Aşağıdakileri tamamlayın:
[a] Okuma parçasına göre Grigoriy Petrov ne olarak ünlendi?
[b] Okuma parçasında "Halkın hafızası hâlâ" ifadesini içeren sözlerle açılıp "kimin aklına gelirdi..." ile kapanan bölümü olduğu gibi alıntılayın.

Okuma parçası:
┌────────
Halkın hafızası hâlâ bir muammadır: Yüz yıl önce bütün Rusya’da yankılanan, ülkenin dört bir yanından hayran kalabalıkları kendine toplayan, ateşli gazete tartışmalarına yol açan Grigoriy Spiridonoviç Petrov isminin yüz yıl sonra artık sadece uzman tarihçilerin bildiği bir isim olacağı kimin aklına gelirdi...
Grigoriy Petrov bir rahip olarak ünlendi. Parlak vaazları ve konuşmaları bütün Petersburg’da konuşuluyordu. Hatiplik yeteneği Petrov’da edebi yetenekle kaynaşmıştı. Filozof Rozanov şunları söyler onun için: “Kitap piyasasına hâkim olanın Tolstoy ve Maksim Gorki değil, rahip Petrov olduğu rahatça söylenebilir; Petersburg’da en sevilen, sıradan halk tarafından da sevilen bir vaiz o...”
└────────
Satırlardan alıntılar:
┌────────
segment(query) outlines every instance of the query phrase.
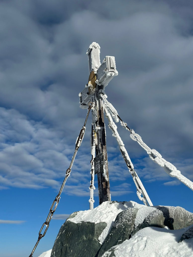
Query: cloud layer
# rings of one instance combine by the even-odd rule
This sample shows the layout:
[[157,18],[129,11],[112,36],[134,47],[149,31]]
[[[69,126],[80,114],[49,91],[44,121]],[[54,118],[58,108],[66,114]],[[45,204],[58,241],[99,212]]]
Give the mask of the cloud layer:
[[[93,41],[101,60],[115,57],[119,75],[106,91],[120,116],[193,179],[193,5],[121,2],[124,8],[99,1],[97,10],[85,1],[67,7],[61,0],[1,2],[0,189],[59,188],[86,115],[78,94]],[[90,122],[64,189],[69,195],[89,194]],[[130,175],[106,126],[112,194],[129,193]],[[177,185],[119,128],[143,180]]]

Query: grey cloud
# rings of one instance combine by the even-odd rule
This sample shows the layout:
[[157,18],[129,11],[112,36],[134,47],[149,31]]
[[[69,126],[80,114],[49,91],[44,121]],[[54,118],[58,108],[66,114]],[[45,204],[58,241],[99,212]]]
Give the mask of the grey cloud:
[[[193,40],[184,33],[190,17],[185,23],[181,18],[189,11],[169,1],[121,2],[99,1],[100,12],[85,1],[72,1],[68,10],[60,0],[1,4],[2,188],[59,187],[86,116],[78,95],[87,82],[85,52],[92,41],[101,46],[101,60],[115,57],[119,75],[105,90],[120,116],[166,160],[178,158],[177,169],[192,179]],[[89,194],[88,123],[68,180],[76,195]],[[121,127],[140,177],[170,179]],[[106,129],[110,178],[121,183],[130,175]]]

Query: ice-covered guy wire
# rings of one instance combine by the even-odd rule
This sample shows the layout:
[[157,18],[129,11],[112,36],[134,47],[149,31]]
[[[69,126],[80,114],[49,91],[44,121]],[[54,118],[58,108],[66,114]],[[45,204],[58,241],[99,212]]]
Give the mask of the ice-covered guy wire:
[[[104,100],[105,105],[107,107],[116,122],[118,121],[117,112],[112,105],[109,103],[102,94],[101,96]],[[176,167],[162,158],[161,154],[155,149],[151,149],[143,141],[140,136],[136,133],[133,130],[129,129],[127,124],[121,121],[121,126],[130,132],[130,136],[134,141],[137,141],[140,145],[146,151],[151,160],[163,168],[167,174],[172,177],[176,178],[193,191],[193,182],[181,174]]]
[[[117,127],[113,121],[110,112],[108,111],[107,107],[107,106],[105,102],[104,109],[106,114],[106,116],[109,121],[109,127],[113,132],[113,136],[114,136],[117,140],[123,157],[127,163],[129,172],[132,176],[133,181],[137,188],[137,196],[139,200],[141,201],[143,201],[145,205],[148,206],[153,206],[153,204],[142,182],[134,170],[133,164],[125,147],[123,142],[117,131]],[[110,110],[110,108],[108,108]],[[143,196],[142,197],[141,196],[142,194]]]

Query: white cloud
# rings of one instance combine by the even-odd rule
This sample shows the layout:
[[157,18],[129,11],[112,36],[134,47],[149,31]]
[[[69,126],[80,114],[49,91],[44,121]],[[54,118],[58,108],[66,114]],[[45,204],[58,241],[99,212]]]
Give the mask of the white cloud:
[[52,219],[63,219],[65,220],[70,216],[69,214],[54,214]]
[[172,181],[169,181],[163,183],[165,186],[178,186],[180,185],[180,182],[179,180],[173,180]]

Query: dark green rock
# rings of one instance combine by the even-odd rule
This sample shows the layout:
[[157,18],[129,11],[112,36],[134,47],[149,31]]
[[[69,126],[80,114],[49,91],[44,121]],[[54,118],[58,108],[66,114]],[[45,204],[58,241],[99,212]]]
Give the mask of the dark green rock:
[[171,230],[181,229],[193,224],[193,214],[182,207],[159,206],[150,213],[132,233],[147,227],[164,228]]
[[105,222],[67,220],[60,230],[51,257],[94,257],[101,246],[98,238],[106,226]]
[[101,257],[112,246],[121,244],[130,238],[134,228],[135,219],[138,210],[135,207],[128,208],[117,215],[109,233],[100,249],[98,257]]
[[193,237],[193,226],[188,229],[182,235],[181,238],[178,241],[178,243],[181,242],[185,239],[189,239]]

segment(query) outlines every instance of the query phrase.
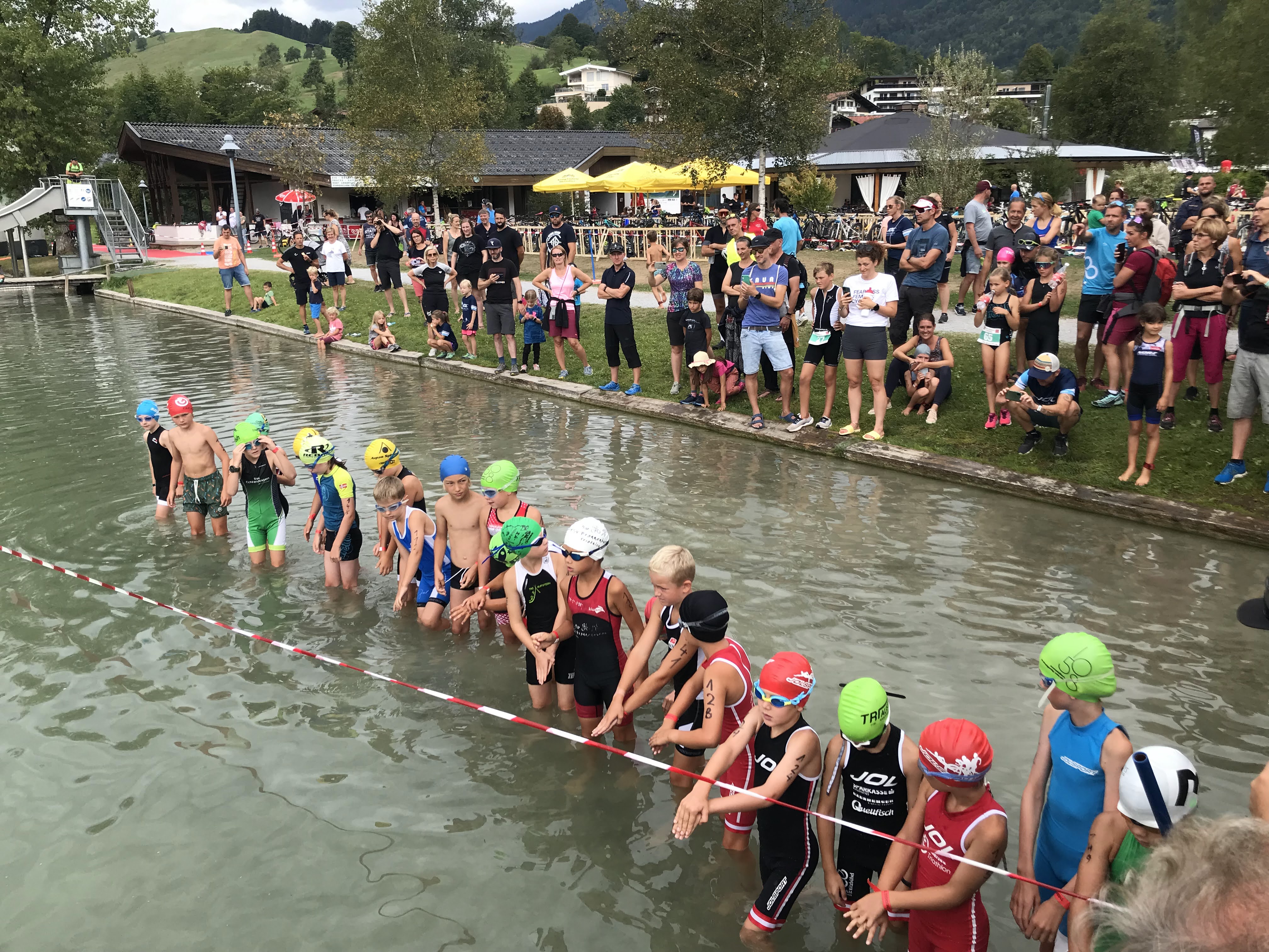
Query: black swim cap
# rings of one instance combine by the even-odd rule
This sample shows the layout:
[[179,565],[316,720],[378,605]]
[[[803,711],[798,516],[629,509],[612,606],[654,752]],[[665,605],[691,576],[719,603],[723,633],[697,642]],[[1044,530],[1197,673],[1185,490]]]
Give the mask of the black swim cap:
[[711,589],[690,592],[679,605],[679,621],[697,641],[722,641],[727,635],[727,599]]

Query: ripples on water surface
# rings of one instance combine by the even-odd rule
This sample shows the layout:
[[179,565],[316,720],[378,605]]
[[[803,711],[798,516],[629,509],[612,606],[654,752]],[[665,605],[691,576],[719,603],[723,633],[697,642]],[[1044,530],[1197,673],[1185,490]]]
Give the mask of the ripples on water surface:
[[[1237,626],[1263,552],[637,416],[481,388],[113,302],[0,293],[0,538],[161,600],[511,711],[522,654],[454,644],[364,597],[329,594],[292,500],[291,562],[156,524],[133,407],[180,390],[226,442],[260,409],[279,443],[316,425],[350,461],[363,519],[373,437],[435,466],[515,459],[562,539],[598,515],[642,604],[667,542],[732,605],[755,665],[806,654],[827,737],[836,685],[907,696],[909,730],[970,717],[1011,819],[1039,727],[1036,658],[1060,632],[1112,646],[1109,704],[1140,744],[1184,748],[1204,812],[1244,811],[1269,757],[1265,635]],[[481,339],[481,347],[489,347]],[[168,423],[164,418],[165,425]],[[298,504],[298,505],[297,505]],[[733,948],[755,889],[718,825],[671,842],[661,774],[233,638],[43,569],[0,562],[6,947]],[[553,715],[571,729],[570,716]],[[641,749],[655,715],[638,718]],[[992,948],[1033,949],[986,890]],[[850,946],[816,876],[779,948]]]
└────────
┌────────
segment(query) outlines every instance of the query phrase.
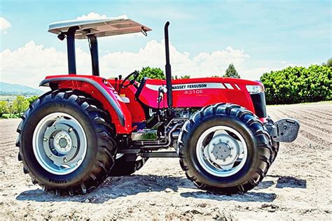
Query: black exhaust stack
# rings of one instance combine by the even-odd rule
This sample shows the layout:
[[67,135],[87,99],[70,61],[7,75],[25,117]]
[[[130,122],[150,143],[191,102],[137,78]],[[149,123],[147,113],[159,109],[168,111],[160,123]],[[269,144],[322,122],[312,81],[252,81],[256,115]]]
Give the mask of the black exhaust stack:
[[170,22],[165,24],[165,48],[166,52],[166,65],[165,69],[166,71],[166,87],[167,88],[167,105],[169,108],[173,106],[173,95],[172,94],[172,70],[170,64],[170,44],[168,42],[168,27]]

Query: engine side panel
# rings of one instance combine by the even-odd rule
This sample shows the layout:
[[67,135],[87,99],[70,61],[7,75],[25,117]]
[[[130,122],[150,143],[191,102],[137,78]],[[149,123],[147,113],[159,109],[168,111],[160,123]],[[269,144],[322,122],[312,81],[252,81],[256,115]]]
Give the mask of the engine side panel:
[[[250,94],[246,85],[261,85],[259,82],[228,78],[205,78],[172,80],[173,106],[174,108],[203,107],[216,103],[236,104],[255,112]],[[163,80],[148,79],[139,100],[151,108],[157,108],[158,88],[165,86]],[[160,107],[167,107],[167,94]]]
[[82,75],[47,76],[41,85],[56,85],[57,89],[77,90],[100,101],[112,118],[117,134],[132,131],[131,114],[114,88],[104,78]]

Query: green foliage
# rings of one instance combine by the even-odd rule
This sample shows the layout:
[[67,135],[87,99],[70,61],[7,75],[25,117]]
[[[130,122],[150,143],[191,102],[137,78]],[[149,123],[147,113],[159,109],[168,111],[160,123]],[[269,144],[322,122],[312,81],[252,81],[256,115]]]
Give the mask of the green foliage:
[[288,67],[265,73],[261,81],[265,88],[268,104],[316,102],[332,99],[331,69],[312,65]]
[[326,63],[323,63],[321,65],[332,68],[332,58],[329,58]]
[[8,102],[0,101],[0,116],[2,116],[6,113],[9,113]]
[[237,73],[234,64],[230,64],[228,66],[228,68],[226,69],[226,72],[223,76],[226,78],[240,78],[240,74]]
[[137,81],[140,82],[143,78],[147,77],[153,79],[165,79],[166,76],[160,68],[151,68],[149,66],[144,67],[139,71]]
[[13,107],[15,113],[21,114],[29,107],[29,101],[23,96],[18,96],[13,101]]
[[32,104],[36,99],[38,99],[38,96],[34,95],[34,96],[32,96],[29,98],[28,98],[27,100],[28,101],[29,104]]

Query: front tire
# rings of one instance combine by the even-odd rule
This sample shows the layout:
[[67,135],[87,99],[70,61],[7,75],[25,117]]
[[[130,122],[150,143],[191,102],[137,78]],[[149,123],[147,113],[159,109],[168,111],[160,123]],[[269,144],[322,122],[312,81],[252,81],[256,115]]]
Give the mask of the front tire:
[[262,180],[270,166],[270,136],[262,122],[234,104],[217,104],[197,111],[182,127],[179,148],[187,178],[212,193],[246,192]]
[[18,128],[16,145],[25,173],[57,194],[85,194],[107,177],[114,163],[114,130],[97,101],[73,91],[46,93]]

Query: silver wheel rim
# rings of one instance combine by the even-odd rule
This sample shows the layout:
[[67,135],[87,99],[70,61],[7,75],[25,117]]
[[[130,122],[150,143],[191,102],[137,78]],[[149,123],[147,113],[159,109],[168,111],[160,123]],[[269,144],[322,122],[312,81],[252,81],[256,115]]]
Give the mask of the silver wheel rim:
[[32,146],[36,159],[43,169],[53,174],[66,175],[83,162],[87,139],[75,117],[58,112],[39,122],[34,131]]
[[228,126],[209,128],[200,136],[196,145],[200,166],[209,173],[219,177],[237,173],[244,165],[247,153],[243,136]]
└────────
Tam cevaplar:
[a] Bir rahip olarak ünlendi.

[b]
Halkın hafızası hâlâ bir muammadır: Yüz yıl önce bütün Rusya’da yankılanan, ülkenin dört bir yanından hayran kalabalıkları kendine toplayan, ateşli gazete tartışmalarına yol açan Grigoriy Spiridonoviç Petrov isminin yüz yıl sonra artık sadece uzman tarihçilerin bildiği bir isim olacağı kimin aklına gelirdi...